— Start —
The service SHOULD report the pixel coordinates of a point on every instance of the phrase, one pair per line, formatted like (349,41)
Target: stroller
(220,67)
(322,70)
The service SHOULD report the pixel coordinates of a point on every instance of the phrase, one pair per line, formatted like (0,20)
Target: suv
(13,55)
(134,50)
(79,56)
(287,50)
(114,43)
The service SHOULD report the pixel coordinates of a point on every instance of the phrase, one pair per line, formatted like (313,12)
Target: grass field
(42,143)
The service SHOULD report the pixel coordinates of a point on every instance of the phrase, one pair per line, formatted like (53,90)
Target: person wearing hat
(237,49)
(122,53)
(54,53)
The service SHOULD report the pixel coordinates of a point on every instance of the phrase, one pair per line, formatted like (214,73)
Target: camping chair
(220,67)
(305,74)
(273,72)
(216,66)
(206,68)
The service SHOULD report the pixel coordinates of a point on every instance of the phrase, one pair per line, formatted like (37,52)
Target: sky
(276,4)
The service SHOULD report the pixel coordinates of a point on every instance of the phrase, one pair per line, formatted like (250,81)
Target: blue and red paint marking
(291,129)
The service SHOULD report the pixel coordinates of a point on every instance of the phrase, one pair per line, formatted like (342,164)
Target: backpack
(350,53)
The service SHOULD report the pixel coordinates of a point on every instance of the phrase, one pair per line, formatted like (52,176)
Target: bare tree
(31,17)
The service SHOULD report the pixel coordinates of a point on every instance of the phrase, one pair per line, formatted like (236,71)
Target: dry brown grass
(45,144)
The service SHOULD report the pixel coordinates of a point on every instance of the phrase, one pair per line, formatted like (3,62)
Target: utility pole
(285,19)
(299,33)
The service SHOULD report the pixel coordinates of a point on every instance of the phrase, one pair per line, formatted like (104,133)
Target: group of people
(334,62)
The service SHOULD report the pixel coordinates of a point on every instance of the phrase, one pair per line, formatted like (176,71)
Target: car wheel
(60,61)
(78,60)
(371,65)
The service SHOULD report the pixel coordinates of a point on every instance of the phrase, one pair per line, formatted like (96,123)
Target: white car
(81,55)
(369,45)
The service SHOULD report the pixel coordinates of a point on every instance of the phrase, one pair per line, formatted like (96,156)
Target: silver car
— End —
| What the exercise asks |
Copy out every line from the one containing "formatted like (313,12)" to the end of the material, both ends included.

| Problem solution |
The service SHOULD report the pixel coordinates of a point on every instance of the phrase, one pair per line, formatted like (313,12)
Target: grass field
(42,143)
The service SHOULD report the pixel coordinates of a point on every instance of the phrase, one pair per line, formatted like (53,90)
Target: person wearing hat
(237,49)
(122,53)
(54,53)
The service SHOULD report the pixel coordinates of a point on every instance of the phrase, one pair per line, formatted like (214,73)
Target: camping chair
(220,67)
(305,74)
(273,72)
(216,66)
(206,68)
The service SHOULD report the pixel coordinates of a point on every instance of the phrase, one pair per line, formatted like (37,52)
Target: sky
(276,4)
The service SHOULD report the pixel coordinates of a point on every instance of the phrase, one pair per line, formatted like (250,81)
Target: blue and red paint marking
(291,129)
The service SHOULD report the pixel coordinates of a point on every instance of the phrase, one pair per line, formatted like (342,164)
Target: backpack
(350,53)
The service SHOULD report the pixel coordinates of a point on every instance of the phrase, one pair per line, formatted like (52,176)
Target: bare tree
(31,17)
The service SHOULD report the pixel coordinates of a point on every instance of the phrase, one pair per line, formatted like (236,71)
Target: dry brown grass
(45,144)
The service SHOULD report the pixel coordinates of a point on every instance of the phrase, one pair per line, formatted like (3,62)
Target: utility pole
(285,19)
(299,33)
The service SHOULD report the pixel coordinates of a point on every instance of the phrase, one pair per line, formatted like (104,133)
Target: group of people
(334,62)
The service SHOULD report the pixel coordinates of a point on every instance of the phrase, one pair per line, formatted like (176,71)
Target: car wheel
(60,61)
(78,60)
(371,65)
The service SHOULD report the pixel coordinates of a point on every instance of the phrase, one pair per line, formatted like (96,123)
Target: white car
(81,55)
(369,45)
The service SHOULD report the pixel coordinates of a point on every instance of the phrase, one pair per line, formatted like (96,156)
Target: silver car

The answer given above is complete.